[Stored data entries]
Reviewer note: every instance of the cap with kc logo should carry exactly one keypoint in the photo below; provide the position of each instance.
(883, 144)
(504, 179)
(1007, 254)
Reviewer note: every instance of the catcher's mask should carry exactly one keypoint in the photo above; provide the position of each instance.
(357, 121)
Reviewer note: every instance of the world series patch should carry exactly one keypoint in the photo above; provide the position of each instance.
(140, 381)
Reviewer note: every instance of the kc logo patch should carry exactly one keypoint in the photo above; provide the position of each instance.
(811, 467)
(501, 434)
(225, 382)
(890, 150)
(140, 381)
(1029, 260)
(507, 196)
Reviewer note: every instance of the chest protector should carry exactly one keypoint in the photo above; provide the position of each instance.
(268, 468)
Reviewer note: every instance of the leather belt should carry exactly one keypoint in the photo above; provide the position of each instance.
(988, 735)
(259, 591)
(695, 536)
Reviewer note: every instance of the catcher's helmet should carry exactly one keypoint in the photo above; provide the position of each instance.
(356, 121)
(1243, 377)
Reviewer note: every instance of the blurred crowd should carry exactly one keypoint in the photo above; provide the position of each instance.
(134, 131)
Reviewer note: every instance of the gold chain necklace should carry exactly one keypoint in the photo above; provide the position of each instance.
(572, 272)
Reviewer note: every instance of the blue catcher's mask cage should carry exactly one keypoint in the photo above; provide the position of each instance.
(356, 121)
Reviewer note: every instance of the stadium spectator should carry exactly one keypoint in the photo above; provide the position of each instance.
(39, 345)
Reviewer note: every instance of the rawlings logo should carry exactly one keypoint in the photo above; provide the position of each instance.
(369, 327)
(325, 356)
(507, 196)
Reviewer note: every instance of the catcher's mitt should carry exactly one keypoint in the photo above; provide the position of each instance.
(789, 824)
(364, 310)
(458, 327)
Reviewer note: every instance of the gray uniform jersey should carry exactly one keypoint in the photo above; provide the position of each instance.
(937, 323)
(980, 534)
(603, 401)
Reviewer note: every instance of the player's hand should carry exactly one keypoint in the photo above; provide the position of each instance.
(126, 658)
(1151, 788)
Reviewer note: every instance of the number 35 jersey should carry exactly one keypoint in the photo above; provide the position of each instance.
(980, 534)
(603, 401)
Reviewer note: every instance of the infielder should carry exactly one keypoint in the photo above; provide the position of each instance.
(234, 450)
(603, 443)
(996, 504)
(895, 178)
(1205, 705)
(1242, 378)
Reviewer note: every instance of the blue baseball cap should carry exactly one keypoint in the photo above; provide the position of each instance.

WORK REQUIRED:
Restate the whole of the data exactly.

SOLVED PROBLEM:
Reviewer note: every instance of the cap with kc logo should carry exactly one keypoint in the photo below; provide the position of each instance.
(883, 144)
(504, 179)
(1007, 254)
Reviewer note: every instance of the catcher's mask should carry exactly one keypoint in the photo above; provide the position of each instance.
(357, 121)
Reviewer note: every instance of the world series patch should carry exactly one keypoint in the photo above; provide the position of each instance.
(140, 381)
Reviewer note: every instance of the kc logo patch should carry exactly one keypoint in the photo above; provide the position of each instance.
(811, 467)
(501, 434)
(225, 382)
(890, 150)
(140, 381)
(1029, 260)
(507, 196)
Reviewer note: every instance of the chest protector should carry exactly one keypoint in the photo above; provide the position of each instance.
(268, 468)
Reviewer note: every instance of the leather belt should carry exactly one keypoint in the photo above; provide the position of each instance.
(988, 735)
(259, 591)
(695, 536)
Reviewer note: every instance of the catcher's helmet should carry exactly one keypoint in the photo above; provide the position of each instance.
(356, 121)
(1243, 377)
Reviewer note: every instance of the blurred crowd should carry exactly one keypoint in the photo above; provide the position of each instance.
(134, 131)
Reviewer note: every instance of the gold chain necklace should carry exactly one keypoint in the photo above; provide the position of each instance.
(572, 272)
Reviewer note: every instance of the blue catcher's mask cage should carry exactly one keypoint in the photo above; provide the position of each instance.
(356, 121)
Reviewer note: every instance of the stadium spectator should carry exactly one keypoint in the photo above; provide the position of each instance.
(39, 345)
Reviewer note: every instance of the rawlings logo should carry exactly one keypoint in the photo above; provide the position of each instance.
(369, 327)
(325, 356)
(507, 196)
Reviewer note: every instance of the catcher's mitt should carry exactly one keypoint in the photo above; provide the position of each instance.
(789, 824)
(364, 310)
(458, 327)
Reviewer note: every instance of the gray uniform jersey should carry exactly one keypoint in the photo above; provide the position of each instance.
(937, 323)
(980, 534)
(603, 401)
Reviewer note: every instance of the player's hand should carry exactly one keypoint in the photo above; provide the position of each instance.
(126, 658)
(1151, 788)
Reviewer note: every instance of the number 35 jersey should carry exactly one keypoint in the photo above; provide the position of each instance.
(980, 534)
(603, 401)
Reviewer note: every instance of the infielder should carry exactly one keypoint in the photo above; provide the position of each instance.
(234, 450)
(603, 443)
(996, 504)
(895, 178)
(1205, 705)
(1242, 378)
Reviewer note: every instance of the blue baseball cap should carry exactly one keypoint in the photo above; provide the position of each instance.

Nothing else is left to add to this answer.